> _Task goal_
The copy must match the data below line for line and contain no images.

> _Excerpted data_
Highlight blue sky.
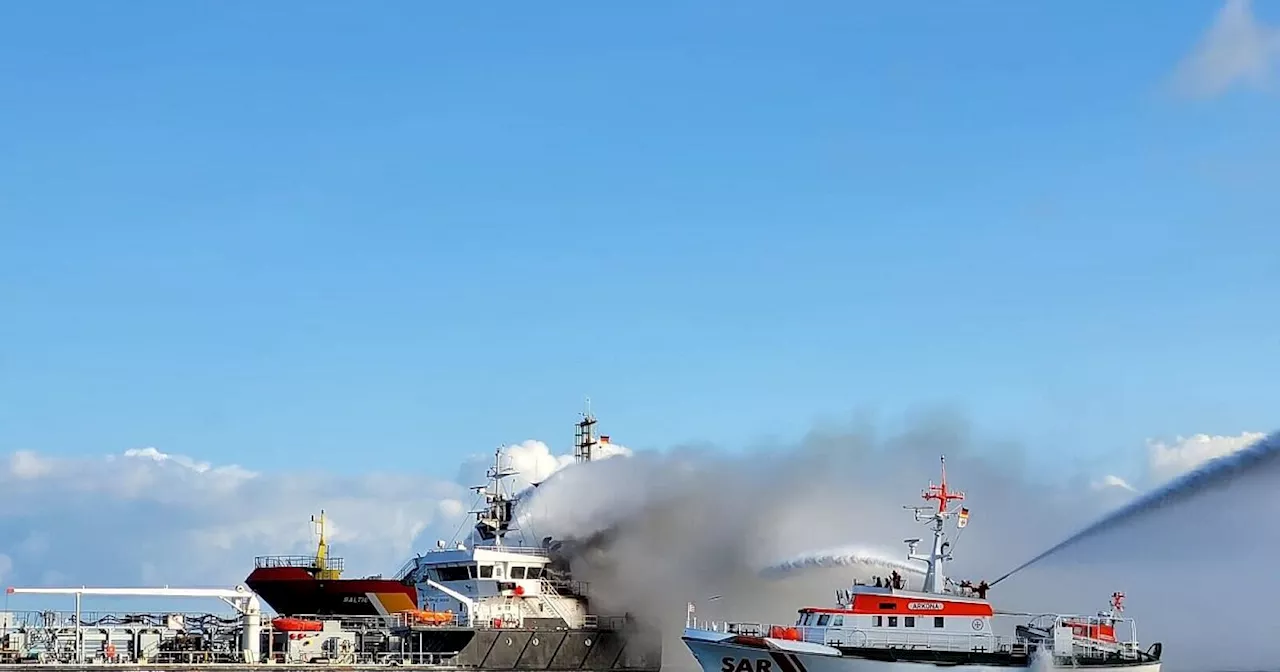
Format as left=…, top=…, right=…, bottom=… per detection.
left=2, top=0, right=1277, bottom=486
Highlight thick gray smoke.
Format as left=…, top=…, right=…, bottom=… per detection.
left=517, top=412, right=1280, bottom=672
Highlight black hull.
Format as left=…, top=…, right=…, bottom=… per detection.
left=394, top=625, right=662, bottom=671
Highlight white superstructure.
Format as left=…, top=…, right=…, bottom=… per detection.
left=403, top=408, right=606, bottom=630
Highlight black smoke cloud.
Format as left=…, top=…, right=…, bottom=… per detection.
left=517, top=411, right=1279, bottom=672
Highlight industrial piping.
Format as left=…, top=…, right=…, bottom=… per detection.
left=5, top=585, right=263, bottom=664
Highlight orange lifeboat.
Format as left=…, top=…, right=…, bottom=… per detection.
left=1064, top=620, right=1117, bottom=643
left=768, top=626, right=802, bottom=641
left=272, top=617, right=323, bottom=632
left=399, top=609, right=455, bottom=626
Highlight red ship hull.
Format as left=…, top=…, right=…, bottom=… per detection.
left=245, top=566, right=418, bottom=616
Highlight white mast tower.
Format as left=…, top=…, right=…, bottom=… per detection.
left=903, top=455, right=968, bottom=594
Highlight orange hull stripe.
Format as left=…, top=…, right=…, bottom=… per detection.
left=374, top=592, right=418, bottom=613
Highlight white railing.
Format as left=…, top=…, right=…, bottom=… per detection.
left=471, top=545, right=550, bottom=556
left=1022, top=614, right=1143, bottom=661
left=707, top=622, right=1007, bottom=653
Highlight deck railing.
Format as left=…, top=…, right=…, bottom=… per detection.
left=252, top=555, right=345, bottom=572
left=469, top=545, right=550, bottom=556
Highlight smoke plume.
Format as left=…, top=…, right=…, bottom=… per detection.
left=517, top=411, right=1279, bottom=672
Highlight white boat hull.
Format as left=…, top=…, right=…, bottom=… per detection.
left=682, top=633, right=1161, bottom=672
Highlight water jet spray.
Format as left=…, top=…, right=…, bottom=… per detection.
left=990, top=430, right=1280, bottom=586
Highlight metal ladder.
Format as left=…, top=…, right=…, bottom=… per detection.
left=539, top=580, right=576, bottom=627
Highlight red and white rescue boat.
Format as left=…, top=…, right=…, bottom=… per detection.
left=682, top=457, right=1163, bottom=672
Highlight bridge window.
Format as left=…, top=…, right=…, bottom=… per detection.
left=469, top=565, right=478, bottom=579
left=526, top=567, right=542, bottom=580
left=437, top=566, right=470, bottom=582
left=873, top=616, right=883, bottom=627
left=479, top=565, right=494, bottom=579
left=888, top=617, right=898, bottom=627
left=831, top=616, right=844, bottom=627
left=816, top=614, right=831, bottom=626
left=904, top=617, right=915, bottom=628
left=934, top=617, right=944, bottom=628
left=511, top=566, right=526, bottom=579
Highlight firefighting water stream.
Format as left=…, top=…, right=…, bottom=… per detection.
left=757, top=546, right=927, bottom=579
left=990, top=430, right=1280, bottom=587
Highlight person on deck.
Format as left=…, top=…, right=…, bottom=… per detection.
left=976, top=580, right=989, bottom=599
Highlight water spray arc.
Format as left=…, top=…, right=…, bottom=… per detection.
left=990, top=430, right=1280, bottom=587
left=758, top=547, right=928, bottom=579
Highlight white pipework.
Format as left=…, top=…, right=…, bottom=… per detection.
left=6, top=585, right=263, bottom=663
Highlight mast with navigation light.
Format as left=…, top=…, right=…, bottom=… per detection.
left=903, top=455, right=968, bottom=594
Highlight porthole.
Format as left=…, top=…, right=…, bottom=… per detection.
left=506, top=637, right=513, bottom=646
left=584, top=638, right=592, bottom=646
left=532, top=638, right=540, bottom=646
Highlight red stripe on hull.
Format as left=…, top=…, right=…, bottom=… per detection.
left=245, top=567, right=418, bottom=616
left=802, top=595, right=993, bottom=617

> _Answer to the problem_
Highlight blue sky.
Format as left=…, top=…, right=…, bottom=… per detection.
left=2, top=0, right=1277, bottom=486
Highlight thick gray smoke.
Format as left=…, top=…, right=…, bottom=… per detection.
left=517, top=412, right=1280, bottom=672
Highlight black hull.
Format as left=…, top=…, right=…, bottom=… per detection.
left=394, top=625, right=662, bottom=671
Highlight white superstructure.
Format as left=…, top=…, right=…, bottom=… per detection.
left=403, top=408, right=606, bottom=630
Highlight black smoke cloud.
Format as left=…, top=…, right=…, bottom=… per detection.
left=517, top=411, right=1279, bottom=672
Highlight industrial piping.
Format as left=…, top=…, right=…, bottom=… per detection.
left=5, top=585, right=263, bottom=664
Highlight orange lifeboat.
Format as left=…, top=…, right=…, bottom=… per detection.
left=1064, top=620, right=1117, bottom=643
left=768, top=626, right=802, bottom=641
left=272, top=617, right=323, bottom=632
left=399, top=609, right=455, bottom=626
Highlight red ship hull.
Format as left=…, top=…, right=…, bottom=… per detection.
left=245, top=566, right=418, bottom=616
Highlight white mast tower.
Format as left=…, top=…, right=…, bottom=… per detection.
left=903, top=455, right=968, bottom=594
Highlight orange hull stripe.
Format as left=…, top=…, right=…, bottom=… per detection.
left=374, top=592, right=418, bottom=613
Highlight white railing.
Format as left=…, top=…, right=…, bottom=… per detection.
left=471, top=545, right=550, bottom=556
left=1022, top=614, right=1143, bottom=661
left=707, top=622, right=1007, bottom=653
Highlight deck railing.
Format as left=…, top=…, right=…, bottom=… per detection.
left=252, top=555, right=345, bottom=572
left=469, top=545, right=550, bottom=556
Highlight smoke plume.
Format as left=…, top=…, right=…, bottom=… per detection.
left=517, top=411, right=1279, bottom=672
Highlight white boat hull.
Format as left=…, top=…, right=…, bottom=… per detection.
left=682, top=633, right=1161, bottom=672
Highlight water jet spray.
Format as left=…, top=…, right=…, bottom=… per detection.
left=990, top=430, right=1280, bottom=586
Highlight metal ladder.
Format as left=…, top=…, right=…, bottom=… per detection.
left=539, top=580, right=576, bottom=627
Highlight red and white rescue boat.
Format as left=…, top=…, right=…, bottom=… per detection.
left=682, top=457, right=1163, bottom=672
Highlight bridge window.
Format as left=…, top=…, right=…, bottom=… per detection.
left=469, top=565, right=478, bottom=579
left=526, top=567, right=542, bottom=580
left=437, top=566, right=470, bottom=582
left=873, top=616, right=883, bottom=627
left=479, top=565, right=494, bottom=579
left=888, top=617, right=898, bottom=627
left=831, top=616, right=844, bottom=627
left=816, top=614, right=831, bottom=626
left=904, top=617, right=915, bottom=628
left=934, top=617, right=944, bottom=628
left=511, top=566, right=526, bottom=579
Highlight firefighting water stream.
Format as left=…, top=…, right=…, bottom=… per detection.
left=757, top=546, right=927, bottom=579
left=990, top=430, right=1280, bottom=587
Highlight person on deck.
Format as left=…, top=…, right=…, bottom=… per detection.
left=976, top=580, right=989, bottom=599
Highlight water spray arc.
Format as left=…, top=…, right=…, bottom=… per detection.
left=990, top=430, right=1280, bottom=587
left=758, top=547, right=928, bottom=579
Highlight white pipework.
Format as left=…, top=…, right=…, bottom=… per detection.
left=6, top=585, right=263, bottom=663
Highlight mast with navigation light.
Format as left=…, top=…, right=…, bottom=… per detection.
left=903, top=455, right=968, bottom=594
Highlight porthole.
Format as left=…, top=…, right=…, bottom=… per detection.
left=506, top=637, right=513, bottom=646
left=584, top=638, right=592, bottom=646
left=532, top=638, right=540, bottom=646
Highlight red stripe on hull.
Format as left=…, top=…, right=…, bottom=… per detection.
left=245, top=567, right=418, bottom=616
left=802, top=595, right=993, bottom=617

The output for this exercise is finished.